# Challenges
**1.** Translate this sentence from the guide on ASM hacking in C into Spanish: "The game was almost definitely written in C (crazy, I know)."
**2.** List every hexadecimal number that appears in the guide on ASM hacking in C, in the order they occur.
**3.** In the guide on ASM hacking in C, retype everything from "int GetGameTime(void);" down to "thumb bit here.".

[GUIDE/DOC] ASM Hacking in C (with EA)

StanH · February 20, 2018, 1:16pm

Advanced “linking”

In the previous (first) example, I taught you how to make the game call your C (by exposing C functions through EA and then doing the same thing as you’d do with asm). But how do we do the opposite? How do we call the already existing parts of the game with C?

The game was almost definitely written in C (crazy, I know). This doesn’t really mean too much to us; but it does mean that each function follow standard ARM calling conventions. In other words, we don’t need to do anything crazy to interface our code with the game’s functions (we just need to let the compiler and/or lyn/EA know where those functions are).

In this chapter, I’ll use the simple example of the “GetGameTime” function (This is just the name I gave it, there’s no “official” name to it), located in FE8U at 0x08000D28, that returns the game time (in frames) and takes no arguments. Its signature is the following:

int GetGameTime(void);

Declaring pointers in the source

If you did some ASM Hacking before (you probably did), you may have done the following: you defined the address of a game routine you wanted to call, loaded that and "bl to bx"ed to it (or ".short 0xF800"ed to it). And you totally can do a similar thing in C too! I even kinda did that in the example when writing to event slots. Those were simple int pointers, but you can do the same thing with function pointers, look:

static const int(*GetGameTime)() = (int(*)()) (0x08000D29); // note the thumb bit here.

Records excerpted from a collection
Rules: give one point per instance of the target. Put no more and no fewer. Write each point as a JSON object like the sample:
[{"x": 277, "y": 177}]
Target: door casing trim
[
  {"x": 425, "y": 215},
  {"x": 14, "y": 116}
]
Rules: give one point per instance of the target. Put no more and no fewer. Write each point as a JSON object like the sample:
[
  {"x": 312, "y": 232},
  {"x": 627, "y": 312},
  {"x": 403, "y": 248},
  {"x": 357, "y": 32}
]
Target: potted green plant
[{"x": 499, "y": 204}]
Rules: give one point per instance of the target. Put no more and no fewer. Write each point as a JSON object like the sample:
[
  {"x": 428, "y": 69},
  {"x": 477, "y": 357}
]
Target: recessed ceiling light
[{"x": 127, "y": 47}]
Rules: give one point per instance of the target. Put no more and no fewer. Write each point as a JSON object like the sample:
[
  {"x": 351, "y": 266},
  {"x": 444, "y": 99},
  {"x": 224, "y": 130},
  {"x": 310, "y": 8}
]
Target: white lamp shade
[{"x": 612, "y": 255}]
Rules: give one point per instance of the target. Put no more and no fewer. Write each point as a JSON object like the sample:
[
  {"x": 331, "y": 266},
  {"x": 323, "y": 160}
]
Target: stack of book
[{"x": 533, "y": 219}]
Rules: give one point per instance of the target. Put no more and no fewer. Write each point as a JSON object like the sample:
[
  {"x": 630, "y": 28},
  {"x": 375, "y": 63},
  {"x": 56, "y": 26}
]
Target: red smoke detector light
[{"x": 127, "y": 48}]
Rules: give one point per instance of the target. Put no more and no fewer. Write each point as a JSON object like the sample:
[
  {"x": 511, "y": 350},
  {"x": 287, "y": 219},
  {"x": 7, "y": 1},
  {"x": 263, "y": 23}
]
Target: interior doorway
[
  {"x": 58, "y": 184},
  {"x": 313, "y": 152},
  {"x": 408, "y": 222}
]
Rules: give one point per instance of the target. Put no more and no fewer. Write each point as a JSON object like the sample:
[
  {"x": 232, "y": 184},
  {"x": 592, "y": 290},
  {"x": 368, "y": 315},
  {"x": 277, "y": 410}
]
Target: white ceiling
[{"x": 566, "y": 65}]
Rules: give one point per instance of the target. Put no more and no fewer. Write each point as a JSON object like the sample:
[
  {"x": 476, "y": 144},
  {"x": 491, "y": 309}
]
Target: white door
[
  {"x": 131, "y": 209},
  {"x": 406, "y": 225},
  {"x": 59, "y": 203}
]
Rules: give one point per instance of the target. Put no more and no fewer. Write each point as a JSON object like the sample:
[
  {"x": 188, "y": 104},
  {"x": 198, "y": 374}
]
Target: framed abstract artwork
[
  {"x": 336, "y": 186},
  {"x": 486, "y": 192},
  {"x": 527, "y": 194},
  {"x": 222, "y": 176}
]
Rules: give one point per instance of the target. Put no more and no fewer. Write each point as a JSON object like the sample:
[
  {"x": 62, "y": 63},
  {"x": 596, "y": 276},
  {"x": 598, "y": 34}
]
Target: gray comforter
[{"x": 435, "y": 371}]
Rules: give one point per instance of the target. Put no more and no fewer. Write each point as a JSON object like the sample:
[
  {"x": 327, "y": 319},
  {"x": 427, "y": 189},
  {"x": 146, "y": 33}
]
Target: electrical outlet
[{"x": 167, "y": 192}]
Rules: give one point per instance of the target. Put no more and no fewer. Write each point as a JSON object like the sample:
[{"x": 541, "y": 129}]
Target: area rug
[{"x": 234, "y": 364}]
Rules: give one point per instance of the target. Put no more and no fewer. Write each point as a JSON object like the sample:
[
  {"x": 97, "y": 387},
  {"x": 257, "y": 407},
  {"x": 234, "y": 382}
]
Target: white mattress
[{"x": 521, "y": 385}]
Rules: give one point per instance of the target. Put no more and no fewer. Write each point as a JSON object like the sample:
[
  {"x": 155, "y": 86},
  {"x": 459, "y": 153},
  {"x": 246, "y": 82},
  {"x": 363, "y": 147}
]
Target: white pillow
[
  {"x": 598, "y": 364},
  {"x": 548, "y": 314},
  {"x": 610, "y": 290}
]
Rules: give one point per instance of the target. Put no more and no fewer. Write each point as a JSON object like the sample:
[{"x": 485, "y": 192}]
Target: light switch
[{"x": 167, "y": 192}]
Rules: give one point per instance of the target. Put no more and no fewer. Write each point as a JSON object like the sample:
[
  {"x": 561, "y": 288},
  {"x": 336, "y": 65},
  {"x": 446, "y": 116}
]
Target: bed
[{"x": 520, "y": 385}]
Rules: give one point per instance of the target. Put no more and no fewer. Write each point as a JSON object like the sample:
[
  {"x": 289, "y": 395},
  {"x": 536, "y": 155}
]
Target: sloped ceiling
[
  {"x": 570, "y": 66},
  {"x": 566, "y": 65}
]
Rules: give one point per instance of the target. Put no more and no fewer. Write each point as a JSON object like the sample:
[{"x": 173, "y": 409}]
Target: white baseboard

# Written responses
**1.** Es casi seguro que el juego se escribió en C (una locura, lo sé).

**2.**
0x08000D28
0xF800
0x08000D29

**3.**
int GetGameTime(void);

Declaring pointers in the source

If you did some ASM Hacking before (you probably did), you may have done the following: you defined the address of a game routine you wanted to call, loaded that and "bl to bx"ed to it (or ".short 0xF800"ed to it). And you totally can do a similar thing in C too! I even kinda did that in the example when writing to event slots. Those were simple int pointers, but you can do the same thing with function pointers, look:

static const int(*GetGameTime)() = (int(*)()) (0x08000D29); // note the thumb bit here.